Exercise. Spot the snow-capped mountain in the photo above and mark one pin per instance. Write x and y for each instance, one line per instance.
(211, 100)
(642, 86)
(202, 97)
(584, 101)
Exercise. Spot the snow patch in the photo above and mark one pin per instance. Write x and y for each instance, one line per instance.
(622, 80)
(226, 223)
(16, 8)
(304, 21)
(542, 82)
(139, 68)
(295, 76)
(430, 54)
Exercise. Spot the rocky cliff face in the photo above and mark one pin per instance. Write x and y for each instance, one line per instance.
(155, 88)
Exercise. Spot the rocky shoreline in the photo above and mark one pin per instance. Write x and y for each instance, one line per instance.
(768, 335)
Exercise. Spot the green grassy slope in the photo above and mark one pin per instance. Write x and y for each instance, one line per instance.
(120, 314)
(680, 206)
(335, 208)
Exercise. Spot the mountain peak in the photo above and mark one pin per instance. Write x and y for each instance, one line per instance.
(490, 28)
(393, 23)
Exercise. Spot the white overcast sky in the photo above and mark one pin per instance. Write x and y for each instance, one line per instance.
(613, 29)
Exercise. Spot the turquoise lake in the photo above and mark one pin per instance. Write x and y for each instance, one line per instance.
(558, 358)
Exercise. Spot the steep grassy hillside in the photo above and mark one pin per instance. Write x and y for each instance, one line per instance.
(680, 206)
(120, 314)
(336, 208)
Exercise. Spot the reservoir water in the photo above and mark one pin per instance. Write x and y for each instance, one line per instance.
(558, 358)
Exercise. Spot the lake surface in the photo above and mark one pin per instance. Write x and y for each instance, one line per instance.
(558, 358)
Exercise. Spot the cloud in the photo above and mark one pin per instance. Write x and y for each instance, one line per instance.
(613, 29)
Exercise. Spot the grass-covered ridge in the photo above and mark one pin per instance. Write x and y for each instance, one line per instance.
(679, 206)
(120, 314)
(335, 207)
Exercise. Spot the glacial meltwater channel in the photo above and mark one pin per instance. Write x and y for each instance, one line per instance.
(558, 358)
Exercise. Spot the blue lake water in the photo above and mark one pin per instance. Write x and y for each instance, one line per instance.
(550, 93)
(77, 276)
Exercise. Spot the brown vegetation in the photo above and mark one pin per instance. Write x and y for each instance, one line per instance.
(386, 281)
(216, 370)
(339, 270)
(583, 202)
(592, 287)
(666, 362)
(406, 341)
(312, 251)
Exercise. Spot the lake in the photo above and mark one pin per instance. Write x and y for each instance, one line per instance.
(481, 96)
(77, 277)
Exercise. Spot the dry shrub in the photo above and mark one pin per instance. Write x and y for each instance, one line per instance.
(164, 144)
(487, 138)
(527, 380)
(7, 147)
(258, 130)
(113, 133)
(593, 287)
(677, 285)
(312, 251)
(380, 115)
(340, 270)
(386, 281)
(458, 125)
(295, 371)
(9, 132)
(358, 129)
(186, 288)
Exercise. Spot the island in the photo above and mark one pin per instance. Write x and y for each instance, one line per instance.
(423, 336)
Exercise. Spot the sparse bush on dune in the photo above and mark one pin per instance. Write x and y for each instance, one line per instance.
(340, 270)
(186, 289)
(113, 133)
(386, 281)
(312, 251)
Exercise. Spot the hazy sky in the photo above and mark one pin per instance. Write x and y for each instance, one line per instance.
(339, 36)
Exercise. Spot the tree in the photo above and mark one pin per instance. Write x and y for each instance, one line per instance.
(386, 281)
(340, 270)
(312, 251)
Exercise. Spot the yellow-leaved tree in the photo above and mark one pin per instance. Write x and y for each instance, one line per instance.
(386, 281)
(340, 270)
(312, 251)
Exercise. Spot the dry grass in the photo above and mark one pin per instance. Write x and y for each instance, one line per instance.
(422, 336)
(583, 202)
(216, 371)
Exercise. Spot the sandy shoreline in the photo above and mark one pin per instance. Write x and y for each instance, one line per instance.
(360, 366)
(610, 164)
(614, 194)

Task to carry out — All of the material above needs to be copied exactly.

Answer to the task —
Exercise. Spot the snow-capped mountain in the photo above and mark one pin per instance. Write x and y for each instance, one line per instance.
(211, 100)
(642, 86)
(202, 97)
(584, 101)
Exercise. Spot the snow patch in the photo above and mark one pin per instance. Write x and y for each instance, one line per instance.
(622, 80)
(226, 223)
(16, 8)
(304, 21)
(542, 82)
(139, 68)
(295, 76)
(430, 54)
Exercise. Spot the rocky cliff face in the photo above and mark one pin per instance. Write x and y for each instance, one line per instance.
(155, 88)
Exercise. Spot the rocky shoreline in the photo above and mark one pin per instance. Write x and y for each instance, one line per instance.
(768, 335)
Exercise. Spot the green grassy slope in the photo above and mark one pin per instance. Write x and y for each instance, one line per instance.
(120, 314)
(680, 206)
(335, 208)
Exercise. Spot the mountain peak in the photo above and mark one pin per instance. Write x and y for each instance, one line per instance.
(490, 28)
(393, 23)
Exercise. Spot the white overcast sky in the photo above and mark one pin per instance. Write x and y for each instance, one line per instance.
(613, 29)
Exercise. Spot the turquoise lake in the photo above and mark one pin per instance. Write x and y for each instance, one line per instance.
(558, 358)
Exercise. Spot the steep grassy hillside in the photo above and mark one pin per instance. Write x and y for each instance, one line per instance.
(680, 206)
(120, 314)
(336, 208)
Exercise. Spot the reservoir water in the photo above and mark one pin per instance. Write x and y for each instance, one line per instance.
(558, 358)
Exercise. Spot the lake surface in the photo above and mark one pin per instance. Write x and y for each instance, one line per instance.
(558, 358)
Exercise. Spot the cloud in the photo above and mark one pin per instance. Write x and y for each instance, one line per instance.
(613, 29)
Exercise. Spot the grass-covered ridge in the photo above and mark one pin per instance. Write x and y for each instance, one line per instance.
(679, 206)
(120, 314)
(335, 207)
Exercise. Spot the glacial meltwater channel in the photo above and mark one pin per instance. Write x and y for each instance, one line per instance.
(558, 358)
Exercise. Spot the blue lake water in the photo above and mark one pin per instance. Write x and y for each instance, one line per instance.
(550, 93)
(77, 276)
Exercise. Spot the brown vegetation in the photo above and mark one pin per instance. Write x and y for each instance, one line per instance.
(386, 281)
(216, 370)
(339, 270)
(583, 202)
(592, 287)
(666, 362)
(406, 341)
(312, 251)
Exercise. Spot the lake in the photo above and mark one pin per instance. Write x and y for each instance, one line per instance.
(481, 96)
(77, 277)
Exercise. Spot the dry shrub in the photo above and mark one pin per instance. Write x and y for each instance, one line per instance.
(164, 144)
(487, 138)
(527, 380)
(7, 147)
(258, 130)
(113, 133)
(593, 287)
(677, 285)
(312, 251)
(380, 115)
(340, 270)
(386, 281)
(458, 125)
(295, 371)
(9, 132)
(358, 129)
(186, 288)
Exercise. Spot the island in the photo above and mark one pin per instance. Write x and y for each instance, one line per instance.
(423, 336)
Exercise. Spot the sparse bush on dune in the photo above and mark one pin per instance. Write x and y for each instance, one line per instance.
(340, 270)
(186, 289)
(113, 133)
(386, 281)
(312, 251)
Exercise. Spot the hazy sky in the photo above and mark one pin per instance. Write x and y for each instance, one line per instance.
(339, 36)
Exercise. Spot the tree in the photo above and mark one pin per instance. Write x and y for each instance, one line per instance.
(386, 281)
(340, 270)
(312, 251)
Exercise. Spot the yellow-leaved tree in the photo above and mark one pin per instance. Write x and y for each instance, one line per instance.
(386, 281)
(340, 270)
(312, 251)
Exercise. Spot the dry grass in the photo above and mark one pin per instance. Write x and y for each instance, one line per instance.
(422, 336)
(583, 202)
(216, 371)
Exercise. Spot the sandy shoreline in the photo above and mark one pin per instance. Write x and y for each instance, one line per instance.
(360, 366)
(610, 164)
(614, 194)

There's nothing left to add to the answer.